___ Entries provided ___

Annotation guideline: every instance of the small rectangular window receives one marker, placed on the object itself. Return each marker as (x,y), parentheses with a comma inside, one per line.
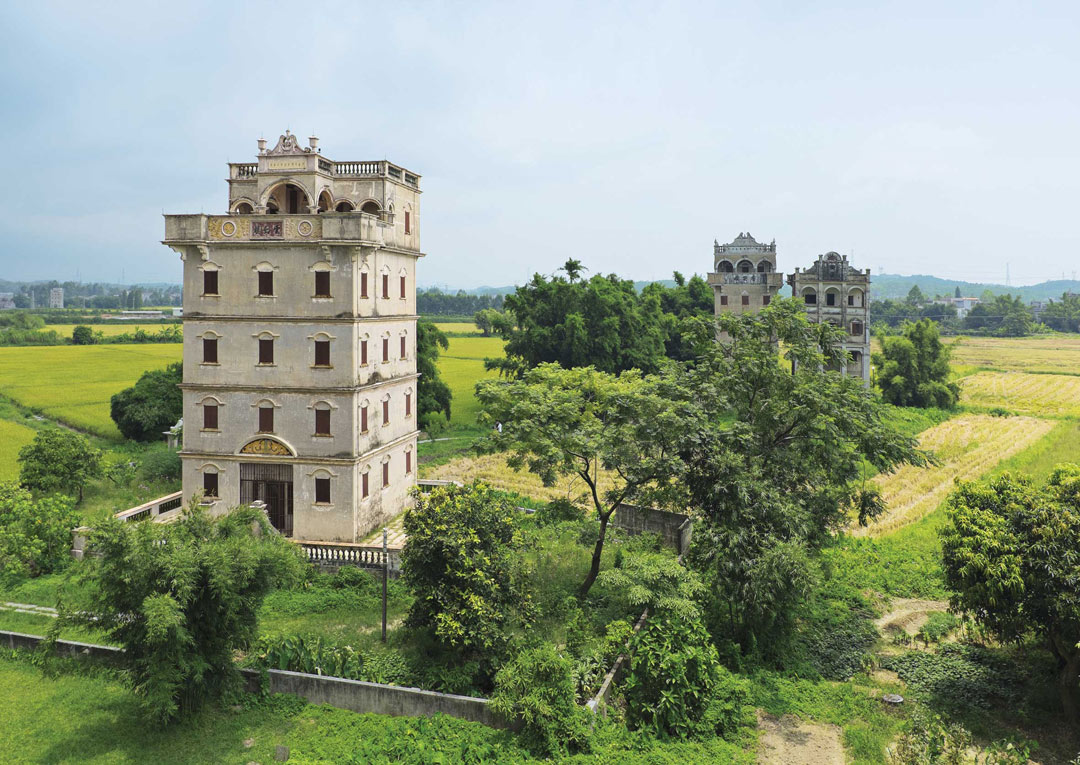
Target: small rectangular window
(323,491)
(266,350)
(266,419)
(322,283)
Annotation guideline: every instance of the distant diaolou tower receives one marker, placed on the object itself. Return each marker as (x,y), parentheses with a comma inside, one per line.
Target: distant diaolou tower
(744,274)
(834,291)
(299,341)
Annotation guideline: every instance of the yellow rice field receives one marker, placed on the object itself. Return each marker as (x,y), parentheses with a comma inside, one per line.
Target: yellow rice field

___

Your assignment
Give the listing above again in its entirety and exactly; do not include the pictures.

Response to this exercise
Annotation guideline: every instance of the small rectangular window receives one marker, placed on the object itself. Return each marker as (x,y), parentheses with a comma inside, one per line.
Target: small rectangular window
(323,491)
(266,350)
(266,419)
(322,283)
Annotation guideline: every instance of the distant diaolou tower receives one marker, placed on the object itself. Return each marker as (x,y), parentheses with a comma inside, one per line.
Target: distant diaolou tower
(744,274)
(834,291)
(299,341)
Annotation guideline: every instance of the yellow rice field receives one marker, placed on the object itself. Return each marker as (x,y), parentheses with a comma inside, one per line.
Target: yellow rice field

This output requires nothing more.